## Document excerpt

Nancy Binay: Aquino endorsement ‘icing’ on VP’s 2016 bid

Ayee Macaraig
Senator Binay says her father is not actively seeking President Aquino's endorsement for 2016 but adds, 'In politics, anything is possible'

'ANYTHING POSSIBLE.' This is how Senator Nancy Binay describes the likelihood of an endorsement from President Aquino of her father's 2016 presidential bid. File photo by Jay Morales/Malacañang Photo Bureau

MANILA, Philippines – “Hindi nakakalimutan ni Presidente Aquino na during his darkest hour, ang kasama niya ang ama ko.” (President Aquino has not forgotten that during his darkest hour, he was with my father.)”

This is how Senator Nancy Binay interpreted President Benigno Aquino III’s statement in his State of the Nation Address (SONA), recalling the time he was ambushed in 1987 with her father, Vice President Jejomar Binay, as his companion.

Asked if the statement was an expression of support for her father’s presidential bid in 2016, Binay said her father is not actively seeking Aquino’s endorsement but will not turn it down either.

‘Yung mindset ng father ko ngayon, para sa kanya, magtrabaho muna tayo pare-pareho. Tsaka na lang natin intindihin kung mai-endorse siya o hindi. Kasi, unang-una, may sarilli naman kasi kaming partido. Kumbaga, icing na lang sa cake yung ma-endorse pa siya ng Pangulo,” Binay said in a press briefing on Thursday, July 31.

(The mindset of my father now is to just keep working. He is not thinking of endorsements but it will be icing [on the cake] if the President endorses him.)

While the Vice President is leading surveys for the 2016 presidential polls, his daughter said an endorsement from Aquino will boost his chances in the elections.

## Extracted information
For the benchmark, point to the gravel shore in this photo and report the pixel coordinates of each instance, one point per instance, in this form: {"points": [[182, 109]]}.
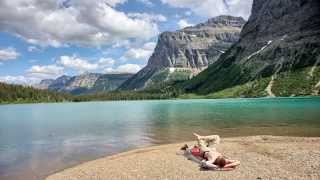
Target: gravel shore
{"points": [[262, 157]]}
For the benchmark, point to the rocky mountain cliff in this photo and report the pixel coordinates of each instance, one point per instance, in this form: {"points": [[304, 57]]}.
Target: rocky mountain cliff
{"points": [[85, 83], [278, 53], [182, 54]]}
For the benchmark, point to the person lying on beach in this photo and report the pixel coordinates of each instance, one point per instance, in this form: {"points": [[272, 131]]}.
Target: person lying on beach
{"points": [[207, 155]]}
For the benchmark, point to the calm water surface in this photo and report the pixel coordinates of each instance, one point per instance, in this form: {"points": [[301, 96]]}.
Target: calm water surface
{"points": [[39, 139]]}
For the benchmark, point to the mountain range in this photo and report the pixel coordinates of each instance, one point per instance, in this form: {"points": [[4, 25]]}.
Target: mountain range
{"points": [[182, 54], [278, 54], [275, 53], [84, 83]]}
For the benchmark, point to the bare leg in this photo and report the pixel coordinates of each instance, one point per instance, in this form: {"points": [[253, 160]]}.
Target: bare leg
{"points": [[232, 164]]}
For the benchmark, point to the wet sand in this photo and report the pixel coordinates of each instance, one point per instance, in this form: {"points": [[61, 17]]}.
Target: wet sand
{"points": [[262, 157]]}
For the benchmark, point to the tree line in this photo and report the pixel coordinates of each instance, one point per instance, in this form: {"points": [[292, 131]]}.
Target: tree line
{"points": [[24, 94]]}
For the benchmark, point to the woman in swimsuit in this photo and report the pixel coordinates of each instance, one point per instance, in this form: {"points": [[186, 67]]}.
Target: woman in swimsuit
{"points": [[212, 159]]}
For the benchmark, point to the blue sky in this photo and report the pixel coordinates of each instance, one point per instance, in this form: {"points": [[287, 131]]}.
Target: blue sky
{"points": [[46, 39]]}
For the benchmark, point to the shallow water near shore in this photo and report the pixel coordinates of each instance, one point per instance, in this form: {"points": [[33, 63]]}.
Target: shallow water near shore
{"points": [[39, 139]]}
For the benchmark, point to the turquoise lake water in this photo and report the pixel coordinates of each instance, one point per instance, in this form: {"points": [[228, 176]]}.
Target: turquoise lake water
{"points": [[39, 139]]}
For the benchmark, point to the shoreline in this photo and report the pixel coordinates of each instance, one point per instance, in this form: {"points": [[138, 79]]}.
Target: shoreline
{"points": [[262, 157], [169, 99]]}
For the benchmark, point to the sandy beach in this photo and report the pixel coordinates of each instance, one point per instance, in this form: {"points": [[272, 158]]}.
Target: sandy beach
{"points": [[262, 157]]}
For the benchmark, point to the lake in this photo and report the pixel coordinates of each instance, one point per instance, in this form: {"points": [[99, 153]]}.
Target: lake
{"points": [[39, 139]]}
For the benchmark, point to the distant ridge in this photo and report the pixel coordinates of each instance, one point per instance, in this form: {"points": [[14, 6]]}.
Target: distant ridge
{"points": [[278, 54], [85, 83], [182, 54]]}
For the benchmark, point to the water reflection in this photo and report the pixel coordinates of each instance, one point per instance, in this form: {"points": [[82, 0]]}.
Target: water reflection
{"points": [[38, 139]]}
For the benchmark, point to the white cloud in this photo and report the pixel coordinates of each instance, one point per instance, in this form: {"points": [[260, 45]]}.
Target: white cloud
{"points": [[146, 2], [105, 62], [212, 8], [142, 53], [8, 54], [83, 65], [148, 17], [19, 80], [77, 63], [33, 49], [125, 68], [45, 72], [80, 22], [183, 23]]}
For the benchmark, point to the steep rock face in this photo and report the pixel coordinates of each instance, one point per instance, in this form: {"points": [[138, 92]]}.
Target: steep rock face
{"points": [[189, 49], [44, 84], [86, 83], [280, 36]]}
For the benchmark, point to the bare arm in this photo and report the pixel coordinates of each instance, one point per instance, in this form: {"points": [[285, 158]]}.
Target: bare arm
{"points": [[232, 163]]}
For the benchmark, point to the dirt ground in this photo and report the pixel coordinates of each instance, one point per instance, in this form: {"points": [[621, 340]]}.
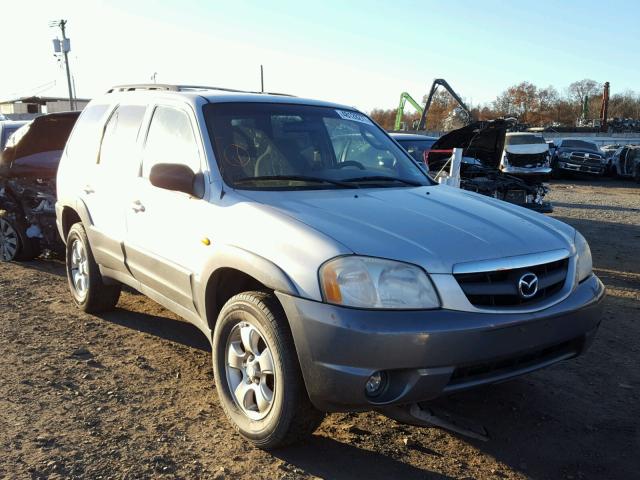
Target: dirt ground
{"points": [[130, 394]]}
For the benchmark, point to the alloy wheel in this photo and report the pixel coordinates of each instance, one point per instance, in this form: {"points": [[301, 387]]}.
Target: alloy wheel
{"points": [[79, 268], [250, 371], [8, 241]]}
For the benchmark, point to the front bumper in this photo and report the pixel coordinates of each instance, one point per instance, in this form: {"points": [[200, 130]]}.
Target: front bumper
{"points": [[426, 354], [526, 171], [581, 168]]}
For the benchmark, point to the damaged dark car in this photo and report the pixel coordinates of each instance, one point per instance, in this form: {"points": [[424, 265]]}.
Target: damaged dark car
{"points": [[483, 145], [28, 167]]}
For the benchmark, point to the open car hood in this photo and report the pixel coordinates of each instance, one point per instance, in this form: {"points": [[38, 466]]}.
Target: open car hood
{"points": [[482, 140]]}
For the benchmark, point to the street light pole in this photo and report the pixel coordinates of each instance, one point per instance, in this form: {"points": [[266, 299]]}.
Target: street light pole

## List of tasks
1: For the Nancy Binay article, decide whether each statement below agrees with the text. Answer yes or no for each and quote the deciding words of the text.
(a) Aquino was ambushed in 1987 with Jejomar Binay as his companion.
(b) Nancy Binay spoke at a press briefing on Friday, July 31.
(c) The Vice President is trailing in surveys for the 2016 presidential polls.
2: Write out the part of the Nancy Binay article from "MANILA, Philippines –" up to and including "it down either.", swapping "statement" for "remark".
3: Carry on the news article about Nancy Binay and the Aquino endorsement from the point where it stops.

## Task responses
1:
(a) Yes: "recalling the time he was ambushed in 1987 with her father, Vice President Jejomar Binay, as his companion."
(b) No: "Binay said in a press briefing on Thursday, July 31."
(c) No: "While the Vice President is leading surveys for the 2016 presidential polls"

2:
MANILA, Philippines – “Hindi nakakalimutan ni Presidente Aquino na during his darkest hour, ang kasama niya ang ama ko.” (President Aquino has not forgotten that during his darkest hour, he was with my father.)”

This is how Senator Nancy Binay interpreted President Benigno Aquino III’s remark in his State of the Nation Address (SONA), recalling the time he was ambushed in 1987 with her father, Vice President Jejomar Binay, as his companion.

Asked if the remark was an expression of support for her father’s presidential bid in 2016, Binay said her father is not actively seeking Aquino’s endorsement but will not turn it down either.

3:
“Lahat ng tulong kailangan eh. Wala namang mawawala kung ma-endorso siya ng pangulo. Politics is addition. (He needs all the help he can get. He won’t lose anything if the President endorses him.)”

The President used a conciliatory tone in his SONA toward the elder Binay, leader and founder of the opposition coalition United Nationalist Alliance (UNA).

Critics have pointed out that the Vice President is in an “awkward” political position, being leader of the opposition while expressing support for Aquino and being a member of his Cabinet at the same time.

Aquino’s ruling Liberal Party (LP) has yet to declare a candidate but speculation is rife it will be Interior Secretary Manuel “Mar” Roxas II, Binay’s bitter rival.

Yet the Vice President and her daughter have not ruled out a coalition with the administration in a country with a weak political party system.

Kasi nga in politics ‘di ba, anything is possible. So marami pang mangyayari from now till 2016. ‘Di ba nga lahat possible, pero ang percentage na mangyayari iyon, iyon ang ‘di ko sigurado,” said Senator Binay.

(Isn’t it that in politics, anything is possible? So there are many things that can happen from now until 2016. But the percentage of that happening, that is what I cannot be sure of.) 

The elder Binay has said he is open to being the administration candidate, but it should be the administration coalition that should align with the opposition, not the other way around.

Echoing her father, Senator Binay said her family’s ties with the Aquino clan remain strong even if they are on opposite sides of the political fence.

Ang relasyon ng Binay-Aquino, it goes beyond politics. Our relationship goes beyond politics,” Senator Binay said. 

Vice President Binay was a supporter of the President’s late mother, Corazon C. Aquino, who appointed him officer-in-charge mayor of Makati in 1986 during her presidency. The two were together in the anti-Marcos struggle.

Palace mum on Aquino ‘endorsement’

Malacañang, however would neither confirm nor deny the speculation that Aquino may be considering the Vice President as the administration standard-bearer in 2016, based on Binay’s special mention in the President’s 5th State of the Nation Address (SONA).

Asked about the speculation in a news briefing, Palace Communications Secretary Herminio Coloma Jr said in a news briefing on Thursday that the administration’s attention will not be diverted from fulfilling its promises to the people.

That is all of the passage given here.